--- START OF DATA FOR PROCESSING ---
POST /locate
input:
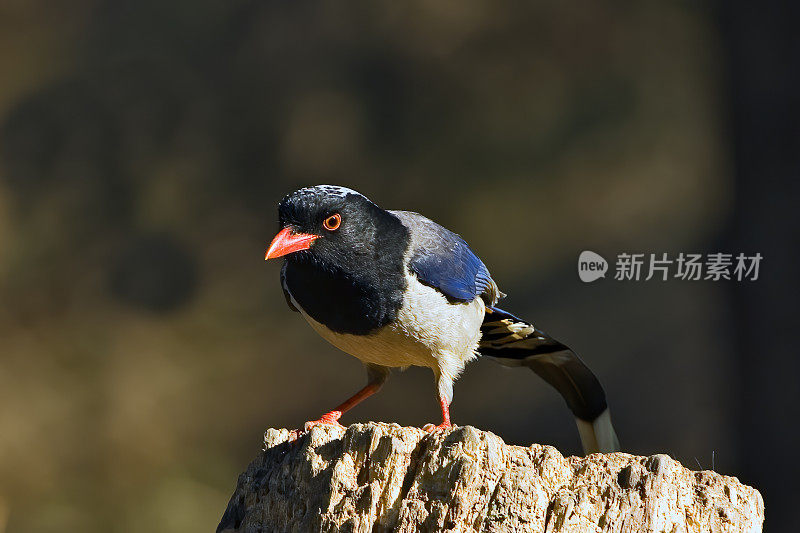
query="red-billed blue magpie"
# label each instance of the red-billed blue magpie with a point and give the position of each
(395, 289)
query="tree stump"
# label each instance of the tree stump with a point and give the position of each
(382, 477)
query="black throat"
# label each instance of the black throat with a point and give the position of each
(362, 289)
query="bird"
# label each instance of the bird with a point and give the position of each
(395, 289)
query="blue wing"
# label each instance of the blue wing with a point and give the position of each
(441, 259)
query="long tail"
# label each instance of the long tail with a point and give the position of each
(514, 342)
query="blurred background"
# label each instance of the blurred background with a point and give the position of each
(145, 344)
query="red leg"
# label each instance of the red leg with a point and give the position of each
(445, 418)
(332, 418)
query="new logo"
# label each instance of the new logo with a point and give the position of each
(591, 266)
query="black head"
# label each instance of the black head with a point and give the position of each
(326, 223)
(344, 257)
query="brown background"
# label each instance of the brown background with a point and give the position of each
(145, 344)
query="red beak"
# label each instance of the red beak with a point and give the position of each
(286, 242)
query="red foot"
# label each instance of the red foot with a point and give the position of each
(331, 419)
(430, 428)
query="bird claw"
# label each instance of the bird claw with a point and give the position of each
(431, 428)
(330, 419)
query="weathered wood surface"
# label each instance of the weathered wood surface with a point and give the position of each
(382, 477)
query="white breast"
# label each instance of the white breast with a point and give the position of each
(429, 331)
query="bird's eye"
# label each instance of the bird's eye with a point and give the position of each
(333, 222)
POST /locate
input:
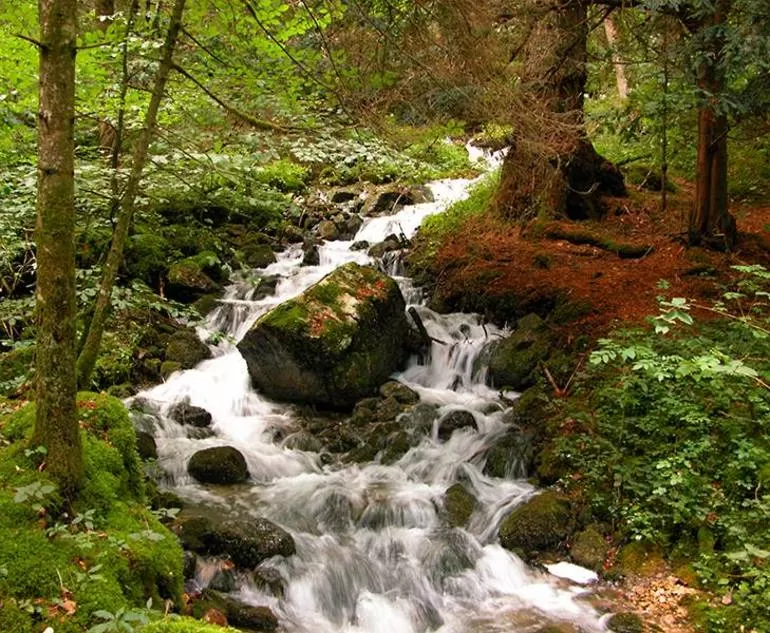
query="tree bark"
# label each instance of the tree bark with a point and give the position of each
(611, 32)
(556, 170)
(56, 425)
(710, 219)
(90, 351)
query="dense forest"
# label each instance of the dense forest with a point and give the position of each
(374, 315)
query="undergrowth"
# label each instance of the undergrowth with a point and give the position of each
(667, 438)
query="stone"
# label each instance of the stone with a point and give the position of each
(246, 543)
(626, 623)
(185, 413)
(536, 524)
(188, 281)
(255, 619)
(514, 361)
(185, 348)
(258, 255)
(218, 465)
(327, 230)
(589, 548)
(400, 392)
(459, 505)
(332, 345)
(145, 445)
(453, 421)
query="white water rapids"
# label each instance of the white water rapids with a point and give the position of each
(374, 552)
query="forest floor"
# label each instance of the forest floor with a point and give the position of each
(546, 260)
--- END OF DATA FOR PROCESSING ---
WORK REQUIRED: Each entry shown above must be quoted exactly, with its pictures left out.

SOLUTION:
POST /locate
input:
query="red-billed blue magpie"
# label each instance of the red-billed blue magpie with a point and give the position of each
(395, 289)
query="tree stump"
# label each instance of the tree stump with a point and give the position of each
(382, 477)
query="black throat"
# label each instance of the black throat with a point and give the position of each
(362, 289)
query="bird"
# label each instance of the bird with a point and give the position of each
(395, 289)
query="blue wing"
# label each instance of the blue wing with a point and give the position of each
(441, 259)
query="long tail"
# label each instance of the long tail with a point and give the position of each
(514, 342)
query="blurred background"
# label each instance of the blurred background with a point and give the position of each
(145, 344)
query="red leg"
# label each instance of the red leg with a point and give the position of each
(445, 418)
(332, 418)
query="new logo"
# label each instance of the new logo with a point and give the position of each
(591, 266)
query="black head"
# label each instance of the black head with a point and give the position of each
(326, 223)
(344, 257)
query="brown background"
# label each instance of the brown background with a point and give the position of each
(145, 344)
query="red beak"
# label each instance of the red beak with a point and give the position of each
(286, 242)
query="red foot"
# label each instance of the red foot with a point and give the position of each
(331, 419)
(430, 428)
query="bird claw"
# label each instance of the bird claw with a point and give the position of each
(431, 428)
(330, 419)
query="weathered wood surface"
# label each instance of the weathered wood surface with a point and give the position of each
(382, 477)
query="white breast"
# label each instance of the white breast with a point and give the position of each
(429, 331)
query="bird's eye"
# label each instance of the bird's eye with a point and give the position of each
(333, 222)
POST /locate
input:
query="tree bark"
# label each instance of the tree bark with a point and give the position of each
(611, 32)
(556, 170)
(56, 425)
(710, 219)
(90, 351)
query="dense forest"
# label each instance of the dense forest with a point and give the position of each
(374, 315)
query="undergrowth"
# label each instance of the undergrowth with a point and give the position of each
(667, 438)
query="stone"
# label each instance of the stone with a point and give the position of each
(246, 543)
(626, 623)
(185, 413)
(536, 524)
(188, 281)
(255, 619)
(514, 361)
(185, 348)
(258, 255)
(218, 465)
(327, 230)
(589, 548)
(400, 392)
(459, 505)
(332, 345)
(145, 445)
(453, 421)
query="white water rapids"
# label each instance of the white water rapids with a point and give the position of each
(374, 552)
query="forest floor"
# label each instance of the forest floor with a point and give the position of each
(546, 260)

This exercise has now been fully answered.